Entries from a point labeling set:
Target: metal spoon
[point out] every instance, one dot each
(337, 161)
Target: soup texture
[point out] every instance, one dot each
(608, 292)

SHORT TASK -
Rewrite every line of the entries above as a numbered list, omitting any blank lines.

WRITTEN RESPONSE -
1. Target: metal spoon
2. [point out] every instance, one dot each
3. (337, 161)
4. Target: soup texture
5. [point out] every instance, one dot each
6. (608, 292)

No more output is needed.